QUOTED TEXT —
————

Alumni Speakers Focus on Service and Justice at MLK Day Assembly

The theme of Marist School’s all-school assembly in honor of Martin Luther King, Jr. Day was service as a pathway to justice. Through a collaborated effort between Marist’s Diversity Team and the Marist Alumni Office, students, faculty, and staff were inspired by the Marist graduates and faculty members who spoke eloquently on the topic. Marist values and Church teachings focus on service to others, and Martin Luther King, Jr. himself famously said, “Everybody can be great...because anybody can serve. You only need a heart full of grace, a soul generated by love.” It was energizing to hear engaging stories of servant leadership, all of which provided excellent models to which Marist students can aspire.

————

RECORDS SUPPLIED —
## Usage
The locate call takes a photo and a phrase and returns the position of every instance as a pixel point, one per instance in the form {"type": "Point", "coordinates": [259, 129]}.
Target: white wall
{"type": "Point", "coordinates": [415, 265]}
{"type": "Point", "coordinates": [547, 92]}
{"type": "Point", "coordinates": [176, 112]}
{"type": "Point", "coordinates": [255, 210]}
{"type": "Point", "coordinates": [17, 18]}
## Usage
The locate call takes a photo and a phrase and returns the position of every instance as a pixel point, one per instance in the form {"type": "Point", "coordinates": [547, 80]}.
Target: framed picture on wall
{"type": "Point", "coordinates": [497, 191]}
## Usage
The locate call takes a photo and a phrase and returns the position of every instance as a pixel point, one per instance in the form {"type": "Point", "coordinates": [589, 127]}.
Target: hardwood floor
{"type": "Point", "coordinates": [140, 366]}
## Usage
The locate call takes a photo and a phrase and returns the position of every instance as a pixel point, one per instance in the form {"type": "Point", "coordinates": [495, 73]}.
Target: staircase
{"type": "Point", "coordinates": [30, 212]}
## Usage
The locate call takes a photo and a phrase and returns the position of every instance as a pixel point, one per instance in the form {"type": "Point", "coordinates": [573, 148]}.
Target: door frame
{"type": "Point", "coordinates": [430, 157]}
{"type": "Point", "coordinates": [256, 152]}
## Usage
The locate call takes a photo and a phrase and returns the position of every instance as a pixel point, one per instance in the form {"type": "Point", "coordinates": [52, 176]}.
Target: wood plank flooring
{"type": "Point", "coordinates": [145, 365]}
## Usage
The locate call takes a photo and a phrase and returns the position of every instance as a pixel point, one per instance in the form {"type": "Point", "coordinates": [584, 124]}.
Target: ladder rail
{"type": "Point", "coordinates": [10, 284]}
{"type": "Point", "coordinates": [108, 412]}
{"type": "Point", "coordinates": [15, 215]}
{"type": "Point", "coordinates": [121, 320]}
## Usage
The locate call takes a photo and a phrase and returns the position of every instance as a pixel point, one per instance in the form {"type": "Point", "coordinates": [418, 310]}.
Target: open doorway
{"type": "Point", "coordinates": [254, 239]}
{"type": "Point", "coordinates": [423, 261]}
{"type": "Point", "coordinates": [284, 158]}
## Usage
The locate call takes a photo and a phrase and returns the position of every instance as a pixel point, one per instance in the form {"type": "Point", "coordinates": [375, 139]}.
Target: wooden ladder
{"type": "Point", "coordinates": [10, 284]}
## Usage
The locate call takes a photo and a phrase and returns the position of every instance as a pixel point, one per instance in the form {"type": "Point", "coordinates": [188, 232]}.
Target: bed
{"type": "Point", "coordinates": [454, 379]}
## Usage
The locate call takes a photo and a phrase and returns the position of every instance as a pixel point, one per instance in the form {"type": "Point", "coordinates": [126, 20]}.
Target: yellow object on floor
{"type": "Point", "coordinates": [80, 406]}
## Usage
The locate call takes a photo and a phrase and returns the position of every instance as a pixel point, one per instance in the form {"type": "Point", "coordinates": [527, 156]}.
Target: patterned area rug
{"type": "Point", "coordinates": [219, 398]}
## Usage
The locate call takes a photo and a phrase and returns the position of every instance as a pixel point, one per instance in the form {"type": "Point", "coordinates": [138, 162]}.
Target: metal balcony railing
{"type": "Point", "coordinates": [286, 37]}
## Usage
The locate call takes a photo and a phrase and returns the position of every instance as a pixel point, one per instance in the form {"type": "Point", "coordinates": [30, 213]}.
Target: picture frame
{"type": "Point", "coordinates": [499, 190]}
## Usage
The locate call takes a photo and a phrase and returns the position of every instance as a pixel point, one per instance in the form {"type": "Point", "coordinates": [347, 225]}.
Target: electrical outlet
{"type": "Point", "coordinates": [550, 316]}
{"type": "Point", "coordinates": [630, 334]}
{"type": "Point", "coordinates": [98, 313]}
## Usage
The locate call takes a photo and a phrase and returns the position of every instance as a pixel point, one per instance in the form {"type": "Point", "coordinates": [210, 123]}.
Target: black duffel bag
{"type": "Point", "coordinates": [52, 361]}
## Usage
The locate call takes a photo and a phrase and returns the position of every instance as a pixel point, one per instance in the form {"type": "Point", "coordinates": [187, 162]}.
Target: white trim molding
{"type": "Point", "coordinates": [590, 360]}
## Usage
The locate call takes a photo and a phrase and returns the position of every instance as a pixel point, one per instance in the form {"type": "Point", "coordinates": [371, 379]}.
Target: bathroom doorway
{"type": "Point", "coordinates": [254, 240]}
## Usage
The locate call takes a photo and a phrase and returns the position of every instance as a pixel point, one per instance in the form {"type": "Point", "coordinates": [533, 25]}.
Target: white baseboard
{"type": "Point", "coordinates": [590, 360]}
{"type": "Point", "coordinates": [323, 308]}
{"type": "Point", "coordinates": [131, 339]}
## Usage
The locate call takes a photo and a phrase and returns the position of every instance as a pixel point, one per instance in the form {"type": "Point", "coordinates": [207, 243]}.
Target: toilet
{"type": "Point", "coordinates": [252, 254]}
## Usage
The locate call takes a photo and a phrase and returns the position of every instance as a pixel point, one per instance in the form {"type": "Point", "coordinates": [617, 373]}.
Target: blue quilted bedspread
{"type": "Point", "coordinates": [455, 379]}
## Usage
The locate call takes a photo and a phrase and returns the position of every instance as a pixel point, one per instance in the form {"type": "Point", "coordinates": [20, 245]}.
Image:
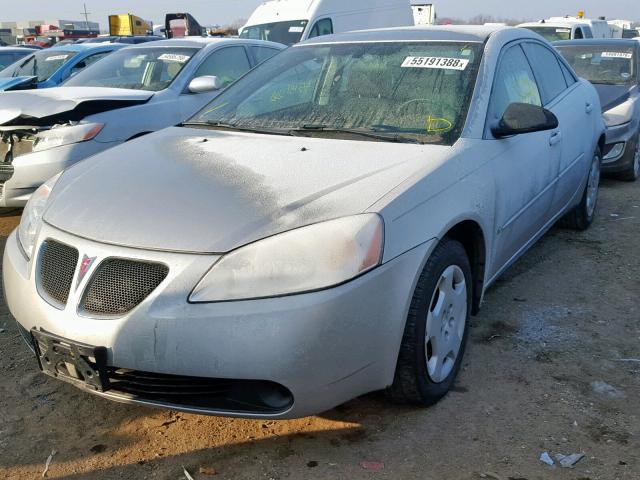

————

REQUIRED ACTIONS —
1. Which groups does the MLK Day assembly article say were inspired by the speakers? List every one.
2. Reproduce the part of the MLK Day assembly article starting with "The theme of" and going on through "students can aspire.".
3. What was the theme of the all-school assembly, according to the MLK Day assembly article?

RESULTS —
1.
- Students
- Faculty
- Staff

2.
The theme of Marist School’s all-school assembly in honor of Martin Luther King, Jr. Day was service as a pathway to justice. Through a collaborated effort between Marist’s Diversity Team and the Marist Alumni Office, students, faculty, and staff were inspired by the Marist graduates and faculty members who spoke eloquently on the topic. Marist values and Church teachings focus on service to others, and Martin Luther King, Jr. himself famously said, “Everybody can be great...because anybody can serve. You only need a heart full of grace, a soul generated by love.” It was energizing to hear engaging stories of servant leadership, all of which provided excellent models to which Marist students can aspire.

3. Service as a pathway to justice.